Article:
=-=-=-=-=
Given a parametric family of distributions $\{p_\theta\mid\theta \in \Theta\}$, one can show that under some regularity conditions, the following approximation is valid

$$\operatorname{KL}(p_\theta\parallel p_{\theta + d \theta}) = d \theta^TF(\theta) \, d\theta + \mathcal O(\|d\theta\|^3),
$$
where
$$F(\theta)_{ij} := \mathbb E_{x \sim p_\theta}\left[\frac{\partial^2}{\partial \theta_i \, \partial \theta_j} \log(p_\theta(x))\right]
$$
is the Fisher information matrix of $p_\theta$. A very rough sketch of the proof can be found on [wikipedia][1].

Question 1
==========
Is there such an approximation formula for the [Wassertein distance][2] or other measures of discrepancy between probability distributions ?
=-=-=-=-=
Location identification items:
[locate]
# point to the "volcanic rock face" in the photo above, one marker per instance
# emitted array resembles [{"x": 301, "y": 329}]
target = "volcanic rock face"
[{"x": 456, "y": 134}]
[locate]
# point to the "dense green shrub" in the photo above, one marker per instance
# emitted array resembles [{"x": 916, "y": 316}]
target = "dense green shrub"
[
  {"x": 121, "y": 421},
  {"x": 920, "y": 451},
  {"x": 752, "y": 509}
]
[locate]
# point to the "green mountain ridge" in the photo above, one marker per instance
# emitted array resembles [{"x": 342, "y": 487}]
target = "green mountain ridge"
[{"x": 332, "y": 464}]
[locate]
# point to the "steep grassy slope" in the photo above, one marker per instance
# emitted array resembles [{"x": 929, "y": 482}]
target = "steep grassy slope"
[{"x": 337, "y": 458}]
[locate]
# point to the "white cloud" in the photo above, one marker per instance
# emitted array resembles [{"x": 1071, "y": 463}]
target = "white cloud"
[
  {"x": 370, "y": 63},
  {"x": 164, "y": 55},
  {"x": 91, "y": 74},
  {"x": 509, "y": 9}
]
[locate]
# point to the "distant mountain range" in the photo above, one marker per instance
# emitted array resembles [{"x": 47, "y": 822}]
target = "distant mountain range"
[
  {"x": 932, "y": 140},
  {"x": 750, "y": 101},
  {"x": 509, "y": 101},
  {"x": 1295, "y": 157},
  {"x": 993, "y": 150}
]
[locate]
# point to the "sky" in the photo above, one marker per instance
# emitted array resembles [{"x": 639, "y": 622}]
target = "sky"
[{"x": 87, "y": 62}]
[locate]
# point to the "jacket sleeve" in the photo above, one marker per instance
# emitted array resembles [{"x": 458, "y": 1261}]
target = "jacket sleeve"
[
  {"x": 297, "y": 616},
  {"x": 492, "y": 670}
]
=-=-=-=-=
Objective:
Condense the passage of the post that opens with "Given a parametric family of distributions" into a short bulleted list, keeping its main facts.

Written answer:
- For a parametric family of distributions $\{p_\theta\mid\theta \in \Theta\}$, under some regularity conditions, $\operatorname{KL}(p_\theta\parallel p_{\theta + d \theta}) = d \theta^TF(\theta) \, d\theta + \mathcal O(\|d\theta\|^3)$.
- $F(\theta)$ is the Fisher information matrix of $p_\theta$, with entries $F(\theta)_{ij} = \mathbb E_{x \sim p_\theta}\left[\frac{\partial^2}{\partial \theta_i \, \partial \theta_j} \log(p_\theta(x))\right]$.
- A very rough sketch of the proof is on Wikipedia.